Prompt:
In the passage on urban land cover segmentation, what scale parameter was used to create the segments?

As mentioned earlier, an object-based approach has been adopted in order to reduce the computational burden and focus more on the feature selection and classification. The segmented image-objects should aim to depict the entities of the urban land cover types. For the detection of low-density built-up areas, which are a dense mix of built-up and vegetated pixels, an object-based approach is beneficial. Additionally, the separation of high-density built-up areas and roads can benefit from the geometric properties of the objects (e.g., minimum enclosing circle, minimal area rotated rectangle, and least-squared fitted ellipse).
For both study areas, the segmentation is performed using a multiresolution module of eCognition software [
60]. The segmentation is based on the S2 10 m spectral bands. The segments are created using a scale parameter of 50, a shape vs. color ratio of 0.7:0.3 and a compactness vs. smoothness ratio of 0.7:0.3. The parameters were selected based on repeated tests for a subjectively good segmentation (compare
Figure 2,
Figure 3 and
Figure 4). The criteria of this selection were mainly the proper distinction of segments containing LDB (low density built-up) in comparison to UGS (urban green spaces); and R (roads and railroads) in comparison to HDB (high density built-up). The adequacy of a segmentation layout can only be assessed in the context of an application. Consequently, the traditional approach has been to use human expert to evaluate the quality of the segmentation [
59]. However, when facing big EO data, the segmentation process and determination of its parameters needs to be automated. Several approaches have been proposed [
61,
62,
63] and should be evaluated for efficient integration in the workflow.
Using the reference data, the segments were labeled based on the class of the reference point located in the segment. Inside Stockholm lies a total of 5800 labeled segments and an additional 200,000 unlabeled segments (~3% labeled). In Beijing 1100 segments are labeled and 458,000 segments are unlabeled (~0.25% labeled). For Stockholm and Beijing, the analysis considers S1 and S2 images from the summer of 2015 and 2016, respectively (
Table 2). For S1 images, two orbit directions (i.e., ascending and descending) with two polarizations (i.e., VV and VH) are used and treated as individual inputs. Four temporal stacks are created (one for each direction/polarization). Each temporal stack is reduced by computing its temporal mean and standard deviation. This way, the speckle noise is reduced while still capturing temporal variations of the different LULC classes. For each mean and standard deviation image, 17 GLCM texture measures (
Table 3) estimated with kernel size of 9 × 9 are computed. Finally, for each segment, the mean, standard deviation, max, and min of the abovementioned features are computed (see
Table 4).

Information shown:

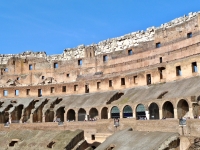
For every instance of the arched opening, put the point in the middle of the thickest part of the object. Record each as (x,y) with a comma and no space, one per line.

Response:
50